Document section:
-------------------------
RALEIGH, N.C. — The North Carolina Department of Environmental Quality said the public should continue to avoid contact with discolored water because it may mean the presence of an algal bloom.
The Division of Water Resources said it has already received six reports of possible booms this spring.
Of the confirmed cases, officials said two of them contained cyanobacteria which is a type of algae that can be harmful to people and pets.
Algae are a natural occurrence in all water bodies.
Health officials said certain algae can create toxins that lead to adverse health effects in humans, pets, and aquatic organisms. They are called Harmful Algal Blooms (HABs).
DPH suggests the following steps to safeguard against algal blooms:
- Keep children and pets away from water that appears bright green, blue, discolored, or scummy.
- Do not handle or touch large mats of algae.
-------------------------
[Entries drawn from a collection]
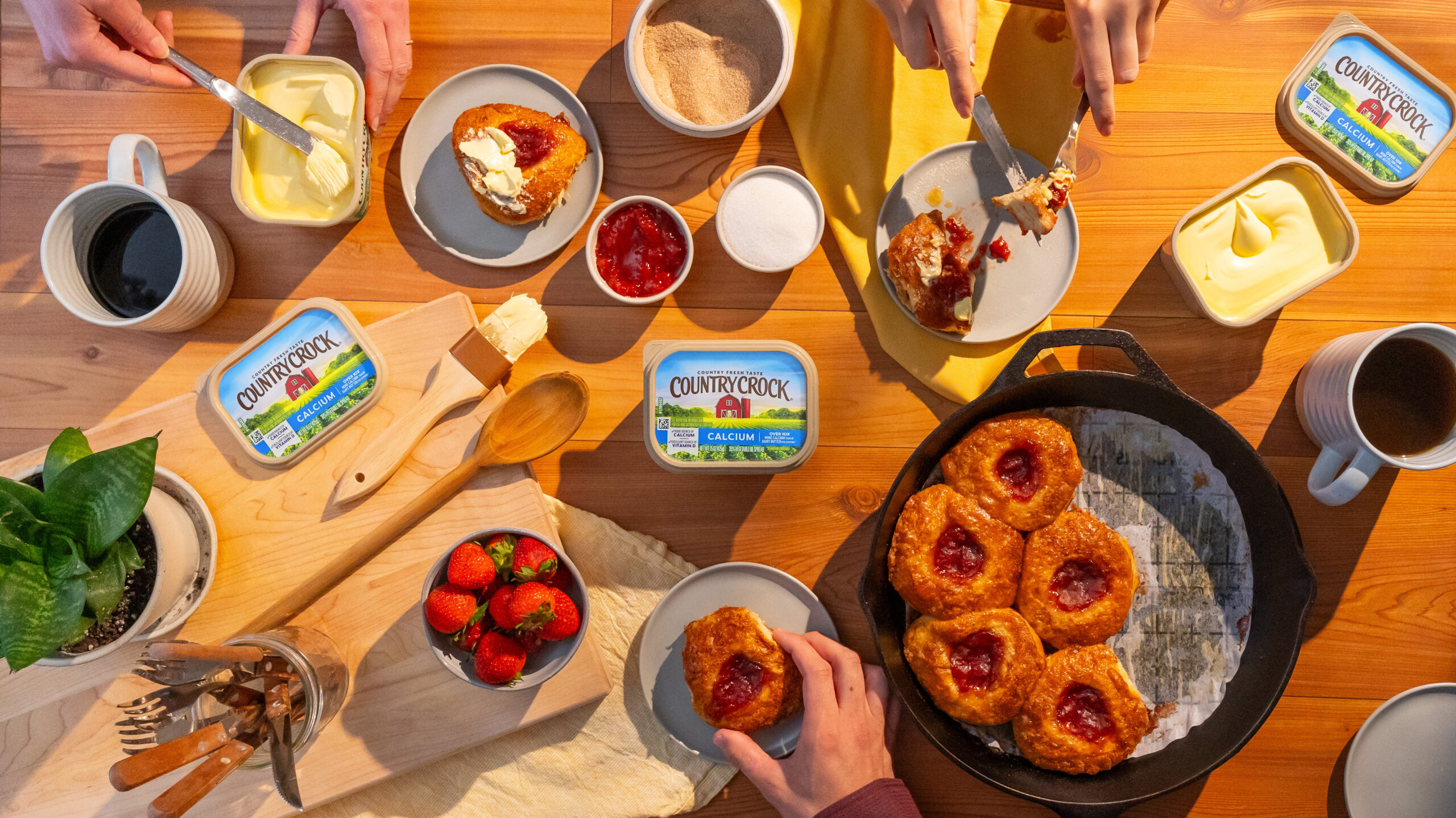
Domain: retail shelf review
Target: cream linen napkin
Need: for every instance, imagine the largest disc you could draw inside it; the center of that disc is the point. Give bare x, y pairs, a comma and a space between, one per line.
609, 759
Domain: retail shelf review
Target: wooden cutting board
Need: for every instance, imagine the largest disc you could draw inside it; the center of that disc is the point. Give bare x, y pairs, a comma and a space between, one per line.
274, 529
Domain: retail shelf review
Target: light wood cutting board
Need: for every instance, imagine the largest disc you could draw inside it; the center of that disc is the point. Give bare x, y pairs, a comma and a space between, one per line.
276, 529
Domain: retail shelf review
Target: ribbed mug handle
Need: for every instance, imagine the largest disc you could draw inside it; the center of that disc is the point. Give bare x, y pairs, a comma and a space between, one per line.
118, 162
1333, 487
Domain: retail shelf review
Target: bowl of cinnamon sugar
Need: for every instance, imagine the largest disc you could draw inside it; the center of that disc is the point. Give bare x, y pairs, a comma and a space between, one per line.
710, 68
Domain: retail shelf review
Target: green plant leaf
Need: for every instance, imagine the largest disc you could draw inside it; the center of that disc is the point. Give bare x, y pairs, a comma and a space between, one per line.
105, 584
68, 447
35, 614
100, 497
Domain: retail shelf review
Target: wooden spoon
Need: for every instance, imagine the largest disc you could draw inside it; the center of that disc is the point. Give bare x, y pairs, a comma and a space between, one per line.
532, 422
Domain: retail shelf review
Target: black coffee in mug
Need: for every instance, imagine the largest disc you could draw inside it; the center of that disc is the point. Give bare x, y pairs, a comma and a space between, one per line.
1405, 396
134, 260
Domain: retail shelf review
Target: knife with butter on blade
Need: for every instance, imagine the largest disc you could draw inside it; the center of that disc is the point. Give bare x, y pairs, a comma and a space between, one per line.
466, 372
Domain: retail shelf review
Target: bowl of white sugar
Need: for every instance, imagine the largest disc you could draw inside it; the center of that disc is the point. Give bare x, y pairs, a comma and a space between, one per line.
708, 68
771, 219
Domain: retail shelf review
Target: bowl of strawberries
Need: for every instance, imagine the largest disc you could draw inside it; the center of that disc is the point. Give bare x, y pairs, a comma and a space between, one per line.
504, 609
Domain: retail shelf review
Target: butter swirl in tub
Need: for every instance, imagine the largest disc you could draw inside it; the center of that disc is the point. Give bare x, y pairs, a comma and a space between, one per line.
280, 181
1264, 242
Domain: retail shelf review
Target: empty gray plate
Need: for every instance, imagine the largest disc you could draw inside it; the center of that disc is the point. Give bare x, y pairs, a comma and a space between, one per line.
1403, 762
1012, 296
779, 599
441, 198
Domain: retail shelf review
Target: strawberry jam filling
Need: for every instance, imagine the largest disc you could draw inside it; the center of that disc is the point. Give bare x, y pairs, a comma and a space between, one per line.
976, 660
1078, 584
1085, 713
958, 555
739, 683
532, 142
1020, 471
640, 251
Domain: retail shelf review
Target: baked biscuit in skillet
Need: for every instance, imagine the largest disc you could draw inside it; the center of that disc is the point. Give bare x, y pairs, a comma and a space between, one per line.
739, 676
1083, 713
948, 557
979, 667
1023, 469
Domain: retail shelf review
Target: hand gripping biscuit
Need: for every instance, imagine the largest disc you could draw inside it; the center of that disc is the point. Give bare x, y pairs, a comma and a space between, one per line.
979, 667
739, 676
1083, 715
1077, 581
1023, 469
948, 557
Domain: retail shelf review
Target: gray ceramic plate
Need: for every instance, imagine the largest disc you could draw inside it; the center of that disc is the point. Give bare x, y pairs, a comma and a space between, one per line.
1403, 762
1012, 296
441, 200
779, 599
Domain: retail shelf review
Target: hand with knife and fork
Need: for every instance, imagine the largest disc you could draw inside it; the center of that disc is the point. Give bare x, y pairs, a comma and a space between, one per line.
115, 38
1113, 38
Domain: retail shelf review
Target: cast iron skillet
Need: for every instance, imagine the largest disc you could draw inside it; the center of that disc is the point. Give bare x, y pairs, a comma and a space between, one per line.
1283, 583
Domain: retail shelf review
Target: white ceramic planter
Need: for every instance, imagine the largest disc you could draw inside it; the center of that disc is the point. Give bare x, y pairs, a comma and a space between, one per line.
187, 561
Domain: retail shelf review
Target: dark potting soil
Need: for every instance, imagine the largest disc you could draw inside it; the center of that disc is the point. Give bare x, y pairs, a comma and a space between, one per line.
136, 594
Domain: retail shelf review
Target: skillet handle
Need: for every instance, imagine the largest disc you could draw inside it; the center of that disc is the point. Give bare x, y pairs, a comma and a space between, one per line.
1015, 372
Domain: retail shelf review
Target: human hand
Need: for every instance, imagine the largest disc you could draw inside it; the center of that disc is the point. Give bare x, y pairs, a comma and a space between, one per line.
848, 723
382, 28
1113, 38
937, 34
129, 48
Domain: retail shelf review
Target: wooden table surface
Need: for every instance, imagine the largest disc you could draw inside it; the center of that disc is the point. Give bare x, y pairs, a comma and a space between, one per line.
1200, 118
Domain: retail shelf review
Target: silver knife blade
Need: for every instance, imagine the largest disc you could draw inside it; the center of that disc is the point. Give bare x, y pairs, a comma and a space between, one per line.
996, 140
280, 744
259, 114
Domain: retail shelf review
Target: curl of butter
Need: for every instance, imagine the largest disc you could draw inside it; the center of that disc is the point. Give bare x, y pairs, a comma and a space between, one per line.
-------------------------
Things to do:
A. Decide whether each statement agrees with the algal bloom article, and support each yes or no with the deciding words from it: (i) Algae occur naturally in every body of water. (ii) People are advised to handle large mats of algae only with care. (iii) Harmful Algal Blooms can affect aquatic organisms as well as people and pets.
B. Proceed with the algal bloom article from the point where it stops.
The material has no role in this work.

Answers to this exercise:
A.
(i) Yes: "Algae are a natural occurrence in all water bodies."
(ii) No: "Do not handle or touch large mats of algae."
(iii) Yes: "lead to adverse health effects in humans, pets, and aquatic organisms"

B.
- Avoid handling, cooking, or eating dead fish that may be present.
- If you come into contact with an algal bloom, wash thoroughly.
- Use clean water to rinse off pets that may have come into contact with an algal bloom.
- If your child appears ill after being in waters containing an algal bloom, seek medical care immediately.
- If your pet appears to stumble, stagger, or collapse after being in a pond, lake, or river, seek veterinary care immediately.
To report an algal bloom, contact the nearest DEQ regional office or submit a report online. To view reported algal bloom events, visit DWR’s Fish Kill & Algal Bloom Dashboard.